TRY IT: Taking the line that contains "Target: autumn foliage" as the starting point, give again exactly every line up to and including the last line of the records below.

RECORD EXTRACTS:

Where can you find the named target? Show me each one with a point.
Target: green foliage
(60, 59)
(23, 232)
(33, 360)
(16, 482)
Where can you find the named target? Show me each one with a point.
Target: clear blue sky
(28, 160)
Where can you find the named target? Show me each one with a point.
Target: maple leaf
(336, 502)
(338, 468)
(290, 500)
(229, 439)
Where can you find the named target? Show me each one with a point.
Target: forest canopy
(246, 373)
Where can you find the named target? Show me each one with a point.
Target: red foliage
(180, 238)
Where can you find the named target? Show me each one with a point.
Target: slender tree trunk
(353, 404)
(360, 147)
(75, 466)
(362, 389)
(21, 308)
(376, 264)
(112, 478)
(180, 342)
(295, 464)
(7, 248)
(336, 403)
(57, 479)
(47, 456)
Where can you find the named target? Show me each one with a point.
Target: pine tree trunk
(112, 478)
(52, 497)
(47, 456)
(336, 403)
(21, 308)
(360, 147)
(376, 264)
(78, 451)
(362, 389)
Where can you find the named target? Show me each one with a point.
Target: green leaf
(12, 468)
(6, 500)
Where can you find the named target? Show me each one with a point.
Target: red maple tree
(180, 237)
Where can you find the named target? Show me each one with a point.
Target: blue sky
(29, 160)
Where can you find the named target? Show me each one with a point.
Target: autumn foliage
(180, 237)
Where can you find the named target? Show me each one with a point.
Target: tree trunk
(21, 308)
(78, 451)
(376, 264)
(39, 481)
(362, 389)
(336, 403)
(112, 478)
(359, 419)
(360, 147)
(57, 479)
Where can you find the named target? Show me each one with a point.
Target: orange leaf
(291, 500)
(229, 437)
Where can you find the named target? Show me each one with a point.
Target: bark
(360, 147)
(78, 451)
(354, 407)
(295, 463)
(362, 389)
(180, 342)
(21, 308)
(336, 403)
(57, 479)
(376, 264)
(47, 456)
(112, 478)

EXERCISE ANSWER:
Target: autumn foliage
(180, 237)
Where can you find the named target? Show me each one with a point.
Target: tree trunk
(21, 308)
(78, 451)
(376, 264)
(39, 481)
(362, 389)
(336, 403)
(112, 478)
(359, 419)
(360, 147)
(57, 479)
Where can you find the named target? Show me each one with a point.
Target: orange leaf
(291, 500)
(229, 437)
Where can you find the named target? Show me each one with a point.
Target: bark
(360, 147)
(78, 451)
(354, 407)
(295, 463)
(362, 389)
(180, 342)
(21, 308)
(336, 403)
(57, 479)
(376, 264)
(47, 456)
(112, 478)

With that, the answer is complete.